=== PASSAGE GIVEN ===
Continuous delivery of evolving API

Here’s what I believe high quality API means:

• evolves over time as growing adoption triggers appearance of new use cases, new creative and unanticipated usages of the API
• useful for the end users, solves real world use cases in an elegant way
• backwards compatible, safe-to-upgrade, follows best of semantic versioning

Now the challenge is to agree above criteria with frequent releases, or even better: with continuously deployed releases.

Longer release cadence is somewhat tempting for API development: there’s plenty of time to get the model and the interfaces right. Getting the API right is the key to generate happy users and to avoid the need for breaking changes. However, slow release cadence introduces many problems including those that I dread the most:

• release contains many changes and therefore it is riskier and have higher chance of introducing bugs. As long as there are changes in the source code and there are people using the software, there are bugs
• new features reach the users late sometimes causing frustration and damaging adoption rate

I don’t want to release rarely. I’ve been there with Mockito and it was dark and gloomy.

Say you start developing a brand new library or a tool. In order to release features often and still maintain the freedom to change the API easily you might be tempted to start versioning from 0.0.1. Semantic versioning lets you get away with breaking changes before the official 1.0. The users might not be that forgiving so often pre-1.0 software authors care for backwards compatibility. This typically indicates that the software should be 1.0 already.

0.x.y versioning scheme works great to discourage potential users and can tamper adoption. There is something magical about 1.0. Regardless of the software quality and usefulness, if it’s not 1.0, it will be regarded by some groups as unstable and "not ready". I’m not against 0.x versions - I’m merely describing my observations of the software industry. The starting version of Mockito back in 2007/2008 was 0.9 and it reached 1.0 in few weeks once it was used in production. If you want to start versioning with 0.x just keep in mind the semver docs (as of late 2014):

How do I know when to release 1.0.0? 

If your software is being used in production, it should probably already be 1.0.0. If you have a stable API on which users have come to depend, you should be 1.0.0. If you're worrying a lot about backwards compatibility, you should probably already be 1.0.0.

Let’s get back to the original criteria of beautiful and useful API combined with continuous delivery. It’s hard. Even if the authors spend good amount of time and resources on designing the API they can miss out some use cases. The users will experiment, hack, break and push the API to the limits. Sooner or later there will be legitimate scenarios that call for changes in the API. Considering consistency and clarity of the API it may not always be possible to evolve the API in backwards compatible way. It’s time to introduce best friends of great API and frequent releases: @Deprecated, @Incubating and @Beta.

=== GIVEN RECORDS ===
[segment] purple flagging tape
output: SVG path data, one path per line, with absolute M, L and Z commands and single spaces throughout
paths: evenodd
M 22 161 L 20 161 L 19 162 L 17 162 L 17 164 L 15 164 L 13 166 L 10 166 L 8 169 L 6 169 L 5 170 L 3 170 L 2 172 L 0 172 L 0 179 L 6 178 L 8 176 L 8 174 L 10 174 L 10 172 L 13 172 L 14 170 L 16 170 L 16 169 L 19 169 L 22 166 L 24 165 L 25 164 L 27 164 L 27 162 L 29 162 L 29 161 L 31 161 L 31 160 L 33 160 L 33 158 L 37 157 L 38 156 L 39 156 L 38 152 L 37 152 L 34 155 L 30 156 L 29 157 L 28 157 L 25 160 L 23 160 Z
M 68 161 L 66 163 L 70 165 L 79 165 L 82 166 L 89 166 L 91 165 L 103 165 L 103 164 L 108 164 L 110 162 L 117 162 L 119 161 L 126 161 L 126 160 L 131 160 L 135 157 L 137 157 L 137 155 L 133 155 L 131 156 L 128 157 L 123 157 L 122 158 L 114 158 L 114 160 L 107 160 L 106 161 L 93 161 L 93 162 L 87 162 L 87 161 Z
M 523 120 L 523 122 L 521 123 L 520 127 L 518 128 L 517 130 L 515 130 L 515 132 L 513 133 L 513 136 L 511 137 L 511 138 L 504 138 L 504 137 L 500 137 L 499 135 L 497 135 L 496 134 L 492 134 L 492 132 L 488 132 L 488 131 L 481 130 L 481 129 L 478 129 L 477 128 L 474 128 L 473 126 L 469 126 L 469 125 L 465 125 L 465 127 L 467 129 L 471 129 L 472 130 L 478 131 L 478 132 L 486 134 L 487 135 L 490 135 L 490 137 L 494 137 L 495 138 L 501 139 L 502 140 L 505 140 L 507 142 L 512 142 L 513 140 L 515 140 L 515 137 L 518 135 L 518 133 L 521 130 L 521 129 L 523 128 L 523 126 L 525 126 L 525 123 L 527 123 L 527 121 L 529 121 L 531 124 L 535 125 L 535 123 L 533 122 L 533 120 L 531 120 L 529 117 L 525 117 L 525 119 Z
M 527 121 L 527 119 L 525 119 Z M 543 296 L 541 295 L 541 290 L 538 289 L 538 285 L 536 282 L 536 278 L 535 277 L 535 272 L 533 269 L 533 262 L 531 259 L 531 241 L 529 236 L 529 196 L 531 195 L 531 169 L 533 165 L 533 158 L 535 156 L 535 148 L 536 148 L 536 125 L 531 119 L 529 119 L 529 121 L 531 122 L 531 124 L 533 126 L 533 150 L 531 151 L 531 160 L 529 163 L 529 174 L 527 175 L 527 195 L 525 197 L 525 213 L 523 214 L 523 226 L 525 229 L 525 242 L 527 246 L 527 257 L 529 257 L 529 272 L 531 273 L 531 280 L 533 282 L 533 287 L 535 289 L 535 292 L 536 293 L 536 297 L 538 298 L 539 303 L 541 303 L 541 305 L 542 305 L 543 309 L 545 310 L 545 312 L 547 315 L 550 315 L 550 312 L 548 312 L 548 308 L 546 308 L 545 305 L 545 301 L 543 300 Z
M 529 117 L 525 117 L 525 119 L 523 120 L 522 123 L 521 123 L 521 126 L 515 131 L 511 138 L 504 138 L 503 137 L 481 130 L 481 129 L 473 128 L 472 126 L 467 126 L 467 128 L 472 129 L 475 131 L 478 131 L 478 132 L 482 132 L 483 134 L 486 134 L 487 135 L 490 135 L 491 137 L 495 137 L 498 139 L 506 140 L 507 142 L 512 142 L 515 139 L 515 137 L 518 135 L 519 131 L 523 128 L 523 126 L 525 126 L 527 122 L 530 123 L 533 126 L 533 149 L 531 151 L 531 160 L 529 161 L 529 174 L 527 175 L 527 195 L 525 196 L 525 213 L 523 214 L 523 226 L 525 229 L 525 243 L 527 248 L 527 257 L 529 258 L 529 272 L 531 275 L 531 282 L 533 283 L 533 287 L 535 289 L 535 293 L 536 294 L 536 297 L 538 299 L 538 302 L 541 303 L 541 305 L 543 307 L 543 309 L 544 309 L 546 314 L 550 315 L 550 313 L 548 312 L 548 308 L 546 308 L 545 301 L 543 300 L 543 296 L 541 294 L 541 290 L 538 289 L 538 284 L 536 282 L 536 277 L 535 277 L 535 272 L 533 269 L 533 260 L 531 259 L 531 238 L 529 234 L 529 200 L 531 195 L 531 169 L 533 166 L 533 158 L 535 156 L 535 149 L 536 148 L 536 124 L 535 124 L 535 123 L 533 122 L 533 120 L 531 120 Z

=== BRIEF A ===
In the piece on continuous delivery of evolving API, copy everything from "I don’t want" down to "be 1.0 already." word for word.
=== BRIEF B ===
Answer these questions from the piece on continuous delivery of evolving API:
(i) What version number did Mockito start with in 2007/2008?
(ii) What does semantic versioning let you get away with before the official 1.0?
(iii) Which three annotations does the piece name at its close as the best friends of great API and frequent releases?

=== SOLUTION A ===
I don’t want to release rarely. I’ve been there with Mockito and it was dark and gloomy.

Say you start developing a brand new library or a tool. In order to release features often and still maintain the freedom to change the API easily you might be tempted to start versioning from 0.0.1. Semantic versioning lets you get away with breaking changes before the official 1.0. The users might not be that forgiving so often pre-1.0 software authors care for backwards compatibility. This typically indicates that the software should be 1.0 already.

=== SOLUTION B ===
(i) 0.9
(ii) Breaking changes
(iii) @Deprecated, @Incubating and @Beta